**AIM:** Find every line in the entries below that contains the word "window" and copy each one; case counts.

**LISTING:**
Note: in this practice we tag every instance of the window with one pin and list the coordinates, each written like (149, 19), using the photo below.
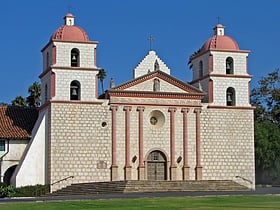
(48, 60)
(200, 69)
(75, 90)
(156, 86)
(229, 65)
(75, 57)
(46, 92)
(230, 96)
(2, 146)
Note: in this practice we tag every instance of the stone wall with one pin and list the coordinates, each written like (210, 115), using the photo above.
(228, 144)
(79, 143)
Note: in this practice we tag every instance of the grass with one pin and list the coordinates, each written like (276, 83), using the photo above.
(179, 203)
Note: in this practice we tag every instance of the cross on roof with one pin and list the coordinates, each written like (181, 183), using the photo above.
(151, 39)
(69, 8)
(218, 18)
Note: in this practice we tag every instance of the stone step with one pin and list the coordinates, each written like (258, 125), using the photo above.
(148, 186)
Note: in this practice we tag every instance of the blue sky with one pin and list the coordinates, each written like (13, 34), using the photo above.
(122, 28)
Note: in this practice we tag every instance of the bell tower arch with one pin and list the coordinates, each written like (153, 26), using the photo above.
(69, 65)
(220, 68)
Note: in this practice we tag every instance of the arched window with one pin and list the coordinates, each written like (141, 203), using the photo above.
(229, 65)
(156, 85)
(200, 69)
(230, 96)
(75, 57)
(48, 60)
(75, 90)
(46, 92)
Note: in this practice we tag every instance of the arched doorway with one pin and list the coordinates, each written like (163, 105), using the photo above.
(8, 174)
(156, 166)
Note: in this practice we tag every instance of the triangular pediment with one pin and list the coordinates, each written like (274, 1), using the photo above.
(157, 83)
(151, 62)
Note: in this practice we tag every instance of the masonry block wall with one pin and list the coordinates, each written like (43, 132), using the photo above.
(79, 143)
(228, 144)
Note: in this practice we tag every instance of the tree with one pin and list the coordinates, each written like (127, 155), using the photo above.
(101, 76)
(19, 101)
(266, 98)
(267, 152)
(33, 100)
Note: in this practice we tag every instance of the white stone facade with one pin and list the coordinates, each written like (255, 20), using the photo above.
(148, 65)
(112, 138)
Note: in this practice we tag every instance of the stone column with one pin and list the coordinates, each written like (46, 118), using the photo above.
(114, 166)
(141, 167)
(198, 168)
(186, 167)
(127, 167)
(173, 166)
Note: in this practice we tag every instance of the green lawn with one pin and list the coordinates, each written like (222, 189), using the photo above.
(205, 203)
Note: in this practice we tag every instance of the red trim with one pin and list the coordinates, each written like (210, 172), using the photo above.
(96, 86)
(247, 64)
(76, 102)
(141, 136)
(159, 105)
(149, 94)
(220, 75)
(249, 100)
(220, 50)
(231, 76)
(127, 110)
(53, 80)
(198, 155)
(94, 57)
(172, 136)
(69, 68)
(185, 136)
(159, 74)
(210, 63)
(230, 107)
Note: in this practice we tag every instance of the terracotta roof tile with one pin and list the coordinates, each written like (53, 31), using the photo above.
(17, 122)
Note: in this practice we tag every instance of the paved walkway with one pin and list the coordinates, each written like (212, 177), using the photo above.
(258, 191)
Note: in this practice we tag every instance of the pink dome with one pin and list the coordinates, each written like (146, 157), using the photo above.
(70, 32)
(220, 43)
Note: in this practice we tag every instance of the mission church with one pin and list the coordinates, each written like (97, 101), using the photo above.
(153, 127)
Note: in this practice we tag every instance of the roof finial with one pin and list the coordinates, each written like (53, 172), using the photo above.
(218, 18)
(69, 8)
(151, 39)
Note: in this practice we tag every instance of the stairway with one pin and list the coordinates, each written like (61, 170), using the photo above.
(94, 188)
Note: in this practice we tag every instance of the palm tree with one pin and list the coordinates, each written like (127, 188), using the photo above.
(19, 101)
(33, 99)
(101, 76)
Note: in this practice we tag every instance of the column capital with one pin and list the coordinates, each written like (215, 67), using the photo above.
(172, 109)
(127, 108)
(140, 108)
(197, 110)
(185, 110)
(114, 107)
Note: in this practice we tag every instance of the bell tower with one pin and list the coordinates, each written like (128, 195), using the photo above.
(220, 68)
(69, 65)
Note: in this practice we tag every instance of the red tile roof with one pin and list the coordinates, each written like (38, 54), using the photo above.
(17, 122)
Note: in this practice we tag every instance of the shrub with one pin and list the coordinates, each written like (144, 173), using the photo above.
(32, 191)
(7, 190)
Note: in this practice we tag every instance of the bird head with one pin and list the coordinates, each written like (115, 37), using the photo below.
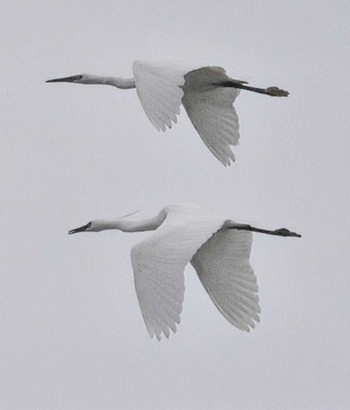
(92, 226)
(78, 79)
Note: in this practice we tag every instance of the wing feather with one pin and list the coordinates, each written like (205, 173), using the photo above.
(223, 267)
(211, 110)
(159, 262)
(159, 89)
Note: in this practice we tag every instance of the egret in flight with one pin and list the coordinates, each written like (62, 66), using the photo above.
(207, 94)
(217, 248)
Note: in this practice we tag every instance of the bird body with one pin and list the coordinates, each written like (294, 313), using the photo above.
(217, 247)
(206, 93)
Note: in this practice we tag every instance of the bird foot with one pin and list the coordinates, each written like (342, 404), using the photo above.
(276, 92)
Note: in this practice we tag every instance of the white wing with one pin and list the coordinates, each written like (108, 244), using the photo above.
(222, 264)
(211, 110)
(159, 262)
(158, 87)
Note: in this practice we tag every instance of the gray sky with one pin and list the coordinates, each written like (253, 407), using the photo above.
(72, 336)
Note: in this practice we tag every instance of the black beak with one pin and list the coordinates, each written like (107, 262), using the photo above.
(64, 79)
(81, 229)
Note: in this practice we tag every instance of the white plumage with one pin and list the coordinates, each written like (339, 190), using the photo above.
(218, 249)
(206, 93)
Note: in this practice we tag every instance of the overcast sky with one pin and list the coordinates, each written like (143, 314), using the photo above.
(72, 335)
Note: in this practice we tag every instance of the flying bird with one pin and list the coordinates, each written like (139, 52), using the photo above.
(207, 94)
(218, 249)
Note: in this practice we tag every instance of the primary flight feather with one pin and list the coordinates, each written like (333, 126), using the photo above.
(206, 93)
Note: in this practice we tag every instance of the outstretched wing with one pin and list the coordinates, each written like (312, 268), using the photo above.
(159, 89)
(211, 110)
(222, 264)
(159, 262)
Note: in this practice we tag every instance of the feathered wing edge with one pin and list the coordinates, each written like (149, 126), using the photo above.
(159, 262)
(223, 267)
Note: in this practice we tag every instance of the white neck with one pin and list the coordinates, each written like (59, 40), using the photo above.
(148, 224)
(124, 83)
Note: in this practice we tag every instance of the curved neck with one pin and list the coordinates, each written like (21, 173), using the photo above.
(124, 83)
(125, 225)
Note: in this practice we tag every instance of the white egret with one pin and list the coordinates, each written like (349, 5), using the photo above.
(207, 94)
(218, 249)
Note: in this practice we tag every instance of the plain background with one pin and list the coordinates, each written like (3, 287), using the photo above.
(72, 336)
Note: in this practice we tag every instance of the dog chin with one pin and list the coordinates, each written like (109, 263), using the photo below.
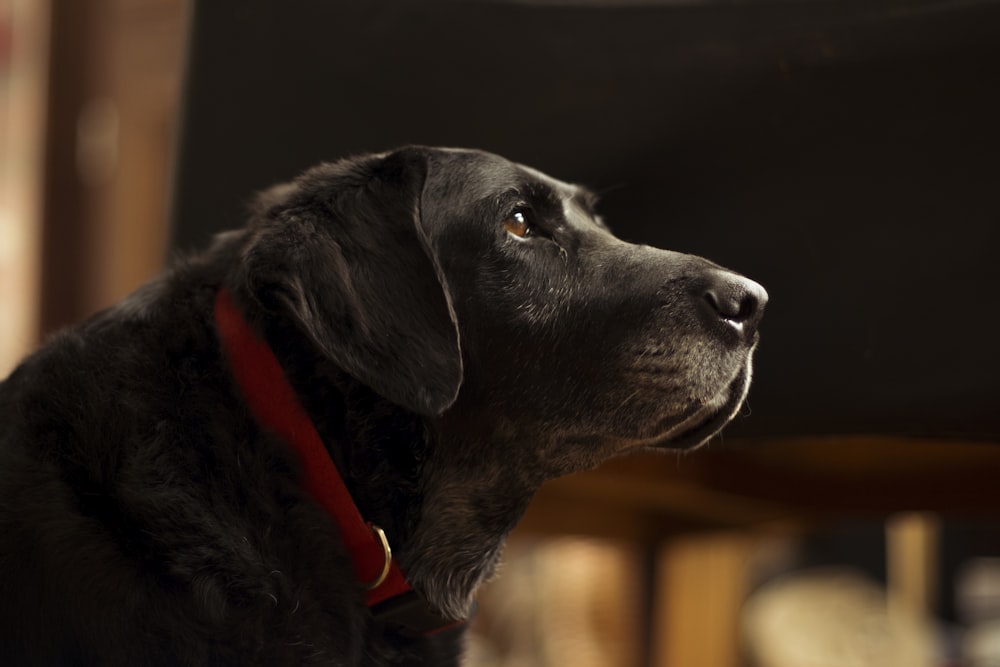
(701, 426)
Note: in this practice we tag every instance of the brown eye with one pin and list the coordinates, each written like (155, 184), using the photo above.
(517, 224)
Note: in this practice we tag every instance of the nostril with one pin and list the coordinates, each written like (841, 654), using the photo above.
(736, 300)
(736, 307)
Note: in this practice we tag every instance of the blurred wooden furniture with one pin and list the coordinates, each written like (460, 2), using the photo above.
(699, 512)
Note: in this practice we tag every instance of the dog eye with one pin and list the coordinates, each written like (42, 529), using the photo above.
(519, 224)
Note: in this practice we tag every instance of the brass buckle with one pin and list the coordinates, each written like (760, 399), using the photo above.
(387, 552)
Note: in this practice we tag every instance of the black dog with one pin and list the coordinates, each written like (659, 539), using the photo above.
(449, 328)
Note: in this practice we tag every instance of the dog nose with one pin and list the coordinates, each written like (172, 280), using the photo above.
(737, 301)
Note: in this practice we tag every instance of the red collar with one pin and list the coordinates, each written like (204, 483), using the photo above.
(275, 406)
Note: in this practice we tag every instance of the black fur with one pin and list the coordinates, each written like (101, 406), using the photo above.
(450, 367)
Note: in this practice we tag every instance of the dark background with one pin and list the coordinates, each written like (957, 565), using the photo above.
(844, 154)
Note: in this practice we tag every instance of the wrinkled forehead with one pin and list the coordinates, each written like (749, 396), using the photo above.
(473, 176)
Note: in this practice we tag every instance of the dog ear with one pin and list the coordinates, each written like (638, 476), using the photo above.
(343, 252)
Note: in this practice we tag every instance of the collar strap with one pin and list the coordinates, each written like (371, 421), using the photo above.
(275, 406)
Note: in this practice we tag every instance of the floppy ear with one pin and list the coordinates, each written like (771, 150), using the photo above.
(343, 252)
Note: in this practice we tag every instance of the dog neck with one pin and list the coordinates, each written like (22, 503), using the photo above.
(275, 406)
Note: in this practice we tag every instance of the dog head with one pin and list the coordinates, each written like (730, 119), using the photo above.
(461, 285)
(492, 302)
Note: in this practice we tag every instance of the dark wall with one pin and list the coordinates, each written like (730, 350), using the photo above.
(845, 154)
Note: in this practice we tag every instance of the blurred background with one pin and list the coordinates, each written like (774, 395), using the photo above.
(844, 154)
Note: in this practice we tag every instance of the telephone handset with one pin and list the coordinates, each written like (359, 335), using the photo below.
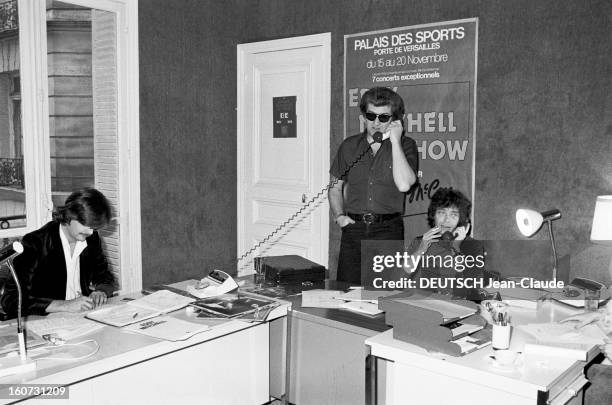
(379, 136)
(451, 235)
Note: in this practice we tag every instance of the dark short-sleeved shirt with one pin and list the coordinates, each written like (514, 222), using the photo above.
(369, 185)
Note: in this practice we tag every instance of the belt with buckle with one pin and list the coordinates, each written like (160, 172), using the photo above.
(371, 218)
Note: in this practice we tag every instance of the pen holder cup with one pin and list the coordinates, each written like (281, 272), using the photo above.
(501, 336)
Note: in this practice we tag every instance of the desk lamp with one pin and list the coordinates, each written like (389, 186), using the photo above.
(529, 223)
(19, 364)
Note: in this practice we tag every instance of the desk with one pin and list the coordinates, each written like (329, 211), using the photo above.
(327, 353)
(228, 364)
(423, 377)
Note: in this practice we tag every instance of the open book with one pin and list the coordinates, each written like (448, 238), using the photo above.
(167, 328)
(233, 305)
(158, 303)
(449, 310)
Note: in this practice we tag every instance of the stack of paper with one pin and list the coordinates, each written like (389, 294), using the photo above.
(321, 298)
(158, 303)
(167, 328)
(63, 325)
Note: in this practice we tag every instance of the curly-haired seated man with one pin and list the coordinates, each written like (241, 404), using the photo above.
(446, 250)
(63, 267)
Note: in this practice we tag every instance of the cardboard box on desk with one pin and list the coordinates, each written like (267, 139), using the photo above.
(430, 321)
(426, 306)
(289, 269)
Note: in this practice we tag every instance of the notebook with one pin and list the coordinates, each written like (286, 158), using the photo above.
(167, 328)
(232, 305)
(158, 303)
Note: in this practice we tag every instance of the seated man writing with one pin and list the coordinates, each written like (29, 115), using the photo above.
(63, 267)
(446, 251)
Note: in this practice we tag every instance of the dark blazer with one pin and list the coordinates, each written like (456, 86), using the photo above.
(41, 270)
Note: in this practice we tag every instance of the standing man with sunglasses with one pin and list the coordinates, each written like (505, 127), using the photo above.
(371, 173)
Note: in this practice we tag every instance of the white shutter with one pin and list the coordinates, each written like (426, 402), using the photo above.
(106, 149)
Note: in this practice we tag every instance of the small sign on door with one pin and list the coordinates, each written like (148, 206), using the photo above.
(283, 109)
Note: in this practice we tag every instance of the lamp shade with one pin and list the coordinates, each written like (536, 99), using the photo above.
(528, 221)
(601, 231)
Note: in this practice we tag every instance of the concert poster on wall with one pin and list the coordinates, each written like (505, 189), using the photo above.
(433, 68)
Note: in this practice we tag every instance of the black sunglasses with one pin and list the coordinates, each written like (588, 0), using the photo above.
(381, 117)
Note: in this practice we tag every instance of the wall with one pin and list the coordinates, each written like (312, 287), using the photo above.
(543, 137)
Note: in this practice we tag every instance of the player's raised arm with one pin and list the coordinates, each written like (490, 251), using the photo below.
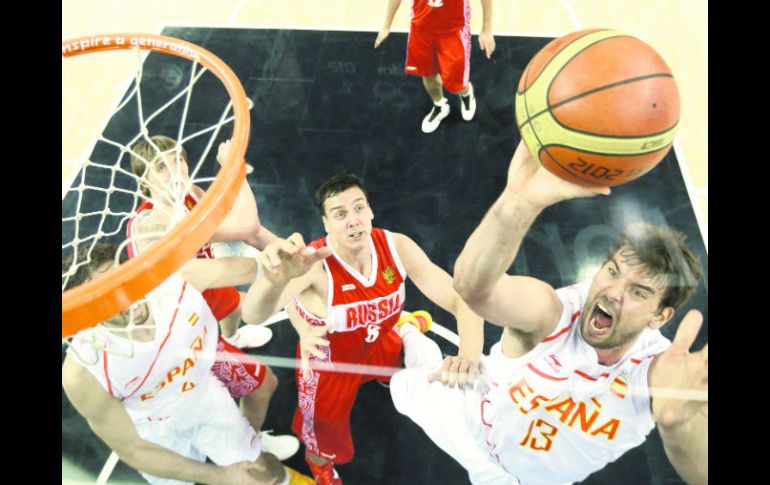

**IN RESPONSE:**
Note: in this practice we tag every instance of the window with one pin and list the coordinates, each written like (149, 19), using the photo below.
Note: in this practice we tag every instance of the arched window with one pin and list the coordinates, each written like (141, 203), using the photo above.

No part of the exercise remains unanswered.